What you need to do. Restate, word for word, each entry that follows, but skip its pictures.

Referring expression pointing data.
══════

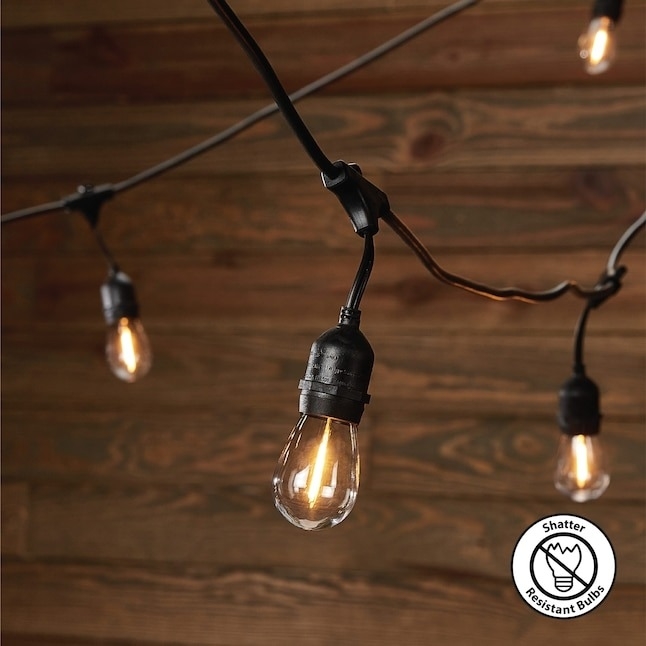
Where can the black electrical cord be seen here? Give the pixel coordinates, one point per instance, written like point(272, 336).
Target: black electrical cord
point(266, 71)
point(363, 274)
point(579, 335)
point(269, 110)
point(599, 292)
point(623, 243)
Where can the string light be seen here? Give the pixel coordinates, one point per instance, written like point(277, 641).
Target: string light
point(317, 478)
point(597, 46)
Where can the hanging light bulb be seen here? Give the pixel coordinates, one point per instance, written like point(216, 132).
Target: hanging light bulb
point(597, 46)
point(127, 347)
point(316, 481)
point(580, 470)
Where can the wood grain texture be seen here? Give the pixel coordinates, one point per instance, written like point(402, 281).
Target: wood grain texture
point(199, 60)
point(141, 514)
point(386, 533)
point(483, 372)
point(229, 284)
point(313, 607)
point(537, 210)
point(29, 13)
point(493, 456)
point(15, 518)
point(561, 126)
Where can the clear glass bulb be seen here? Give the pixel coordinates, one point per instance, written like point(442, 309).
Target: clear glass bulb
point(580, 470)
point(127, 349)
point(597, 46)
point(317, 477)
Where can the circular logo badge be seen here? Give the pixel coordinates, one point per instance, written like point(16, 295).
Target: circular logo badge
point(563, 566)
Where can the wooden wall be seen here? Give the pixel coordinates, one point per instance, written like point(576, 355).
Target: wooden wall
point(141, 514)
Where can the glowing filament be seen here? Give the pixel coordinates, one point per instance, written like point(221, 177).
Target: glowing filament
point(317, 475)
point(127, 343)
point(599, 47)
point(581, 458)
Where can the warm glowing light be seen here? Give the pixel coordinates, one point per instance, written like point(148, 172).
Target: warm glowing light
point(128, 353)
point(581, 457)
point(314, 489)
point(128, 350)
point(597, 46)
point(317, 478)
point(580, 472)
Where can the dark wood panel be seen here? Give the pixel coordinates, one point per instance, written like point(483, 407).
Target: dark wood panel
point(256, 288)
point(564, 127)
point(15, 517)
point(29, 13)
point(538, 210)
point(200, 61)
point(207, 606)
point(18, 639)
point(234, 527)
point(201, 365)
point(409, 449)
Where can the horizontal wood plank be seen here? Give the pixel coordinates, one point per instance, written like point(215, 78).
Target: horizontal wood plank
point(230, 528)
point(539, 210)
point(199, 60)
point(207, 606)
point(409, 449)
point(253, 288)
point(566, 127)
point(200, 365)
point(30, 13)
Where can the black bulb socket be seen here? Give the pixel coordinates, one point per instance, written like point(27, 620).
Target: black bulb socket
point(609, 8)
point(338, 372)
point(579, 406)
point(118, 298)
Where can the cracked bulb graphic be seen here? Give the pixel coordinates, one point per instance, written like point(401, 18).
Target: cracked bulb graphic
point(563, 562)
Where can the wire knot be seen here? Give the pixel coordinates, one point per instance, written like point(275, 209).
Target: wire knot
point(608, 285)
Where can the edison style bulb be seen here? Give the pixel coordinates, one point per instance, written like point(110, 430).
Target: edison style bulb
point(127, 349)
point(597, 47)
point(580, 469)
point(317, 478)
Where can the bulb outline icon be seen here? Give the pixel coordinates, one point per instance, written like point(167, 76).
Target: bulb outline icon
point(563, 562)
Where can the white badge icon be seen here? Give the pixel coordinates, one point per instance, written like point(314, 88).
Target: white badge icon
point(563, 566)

══════

Written response.
Where can the black electrical cord be seen here? Give the pixel coordinates, one point per instance, written like point(272, 336).
Target: black electrical cord
point(266, 71)
point(363, 274)
point(579, 335)
point(269, 110)
point(599, 292)
point(623, 243)
Where can the string light be seen here? Give the pixel coordinates, one point per instance, written like point(277, 641).
Target: string light
point(317, 478)
point(597, 46)
Where can the hanging light bulb be seen here? Give the pixel coordinates, one point per instance, written like point(216, 132).
Target: hanging light bulb
point(597, 46)
point(127, 347)
point(316, 481)
point(580, 470)
Where can the wood grain texture be seen here? Give the pixel coordinates, one point per instance, written like point(402, 281).
Target: wood grain texture
point(199, 60)
point(141, 514)
point(386, 533)
point(483, 372)
point(229, 284)
point(313, 607)
point(537, 210)
point(29, 13)
point(493, 456)
point(15, 518)
point(561, 126)
Where can the clear glass bulb be seen here? Give the pixel coordinates, one point per instance, written like point(442, 309).
Target: clear glass bulb
point(580, 470)
point(127, 349)
point(597, 46)
point(317, 477)
Where can the circular logo badge be seen here? Give the pixel coordinates, one point per instance, written like point(16, 295).
Target: circular logo badge
point(563, 566)
Where can the wooden wall be seen here? Give the pixel coordinates, one point per instance, written like point(576, 355).
Target: wooden wall
point(141, 514)
Where can the glowing filament be seen here? Give the pixel coordinates, one point per instance, written like point(221, 177).
Target: glowing filament
point(317, 475)
point(127, 343)
point(599, 47)
point(581, 458)
Where can the warm glowing light be seen here? Give the pixel coordinates, one point per instance, written like point(148, 172).
Target: warm glowing light
point(128, 353)
point(581, 457)
point(314, 489)
point(128, 350)
point(597, 46)
point(317, 478)
point(580, 472)
Where can the dark wood panel be seen here? Give the pixel coordinates, one point per instance, written like point(483, 407).
Target: dark wood panel
point(256, 288)
point(564, 127)
point(15, 517)
point(29, 13)
point(538, 210)
point(200, 61)
point(207, 606)
point(18, 639)
point(234, 527)
point(201, 365)
point(409, 449)
Where can the horizontal wood plank be seen here? Give the pixel coordinates, one point per instance, written like point(215, 78).
Target: horizontal wood plank
point(230, 528)
point(539, 210)
point(199, 60)
point(207, 606)
point(409, 449)
point(253, 288)
point(566, 127)
point(200, 365)
point(30, 13)
Where can the black bulb socket be seen here? Give the pixel coordinates, one point per instance, written like point(27, 620).
Target: black bulb socket
point(609, 8)
point(338, 372)
point(579, 406)
point(118, 298)
Where can the cracked bulb graphic be seen here? Give the pixel coordinates, one point per instance, written like point(401, 18).
Target: cracked bulb graphic
point(563, 562)
Where can the wire knot be seen here? Give the pixel coordinates, one point per instance, written like point(275, 209).
Target: wire knot
point(608, 285)
Where can the edison style bulb be seen here? Give the pixel coordinates, one point per instance, written like point(110, 430).
Target: edison style bulb
point(127, 349)
point(597, 47)
point(580, 469)
point(317, 478)
Where can the bulb outline icon be seen here? Give the pixel coordinates, one point per instance, written like point(167, 76).
Target: bulb outline icon
point(563, 562)
Where can the white badge icon be seen here? Give the pixel coordinates, one point per instance, written like point(314, 88).
Target: white badge icon
point(563, 566)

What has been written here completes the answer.